### Input records
---

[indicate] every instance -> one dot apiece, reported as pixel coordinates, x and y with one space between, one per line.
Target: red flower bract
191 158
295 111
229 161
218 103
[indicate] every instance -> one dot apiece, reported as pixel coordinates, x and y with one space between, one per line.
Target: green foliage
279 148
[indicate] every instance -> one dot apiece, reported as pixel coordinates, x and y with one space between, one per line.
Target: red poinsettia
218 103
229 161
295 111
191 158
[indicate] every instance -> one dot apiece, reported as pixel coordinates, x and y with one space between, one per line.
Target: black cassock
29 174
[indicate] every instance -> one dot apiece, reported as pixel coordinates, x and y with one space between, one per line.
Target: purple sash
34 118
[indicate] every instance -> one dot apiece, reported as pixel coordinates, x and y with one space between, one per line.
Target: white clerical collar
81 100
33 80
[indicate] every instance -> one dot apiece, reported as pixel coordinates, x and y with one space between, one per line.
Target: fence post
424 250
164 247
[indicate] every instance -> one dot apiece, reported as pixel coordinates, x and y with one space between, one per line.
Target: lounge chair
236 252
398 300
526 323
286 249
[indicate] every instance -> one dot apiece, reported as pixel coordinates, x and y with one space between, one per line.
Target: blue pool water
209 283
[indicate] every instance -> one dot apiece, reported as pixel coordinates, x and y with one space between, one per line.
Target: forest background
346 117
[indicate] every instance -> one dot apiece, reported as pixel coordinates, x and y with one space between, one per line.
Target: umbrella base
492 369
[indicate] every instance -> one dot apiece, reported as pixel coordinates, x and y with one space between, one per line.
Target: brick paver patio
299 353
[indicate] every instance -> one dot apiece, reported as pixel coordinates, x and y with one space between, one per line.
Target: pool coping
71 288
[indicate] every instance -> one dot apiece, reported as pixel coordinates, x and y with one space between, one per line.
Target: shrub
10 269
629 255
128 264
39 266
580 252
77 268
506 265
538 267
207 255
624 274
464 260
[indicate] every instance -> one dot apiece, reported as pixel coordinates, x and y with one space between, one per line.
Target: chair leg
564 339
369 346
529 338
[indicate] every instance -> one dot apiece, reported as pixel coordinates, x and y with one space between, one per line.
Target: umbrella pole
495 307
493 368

---

Repeat the records above exactly.

### Task output
[indicate] every instance -> one dot apiece, reported as pixel coordinates, x and y with one space between, one per line.
Target: red flower bract
191 158
295 111
229 161
218 103
[indicate] every instance -> one dot apiece, reported as pixel coordinates, x and y with one space between, one per line.
Target: green foliage
279 148
[indicate] every instance -> one dot apiece, reported as pixel coordinates, x and y with one space between, one per line.
Target: red poinsettia
218 103
229 161
295 111
191 158
[indicate] every instance -> one dot apiece, reported as pixel coordinates, x and y with one space between, one per line.
Target: black cassock
29 174
[indicate] every instance -> one dot apiece, reported as pixel coordinates, x and y with one space between, one per line.
Target: purple sash
34 118
[indicate] every instance -> one dot apiece, reported as pixel coordinates, x and y with one space between, one per line.
Target: white clerical collar
81 100
33 80
[indicate] every instance -> one dot apiece, reported as pixel coordinates, x and y with one space between, one per line.
Target: fence post
424 250
164 247
[indicate] every instance -> one dot apiece, reported as pixel coordinates, x and y with one space between, one per line.
Target: lounge chair
236 252
398 300
526 323
286 249
[indicate] every instance -> one dot apiece, reported as pixel coordinates, x and y with one space between, one per line.
Target: blue pool water
209 283
[indicate] every instance -> one dot apiece, reported as pixel coordinates, x and y with one space between, one per line.
Target: forest background
346 117
[indicate] every instance -> one dot apiece, reported as pixel coordinates, x and y with one space between, one per line.
Target: umbrella base
492 369
[indicate] every instance -> one dot apiece, reported as pixel coordinates, x and y with one space between, one per line.
Target: brick paver patio
299 353
[indicate] every instance -> one dot apiece, reported as pixel coordinates, x and y with one space between, one per line.
Target: pool coping
71 288
[indicate] every instance -> one dot apiece, reported as pixel coordinates, x and y with one space between, one per line.
Target: shrub
10 269
629 255
128 264
39 266
580 252
77 268
506 265
538 267
207 255
624 274
464 260
[indicate] every instance -> one dot apiece, reported as pixel coordinates, x and y with one space between, one per line.
Target: chair leg
564 339
369 346
529 338
[indicate] every instance -> one dot apiece, reported as pixel coordinates, x and y with one space between, one per line.
Target: umbrella pole
495 307
493 368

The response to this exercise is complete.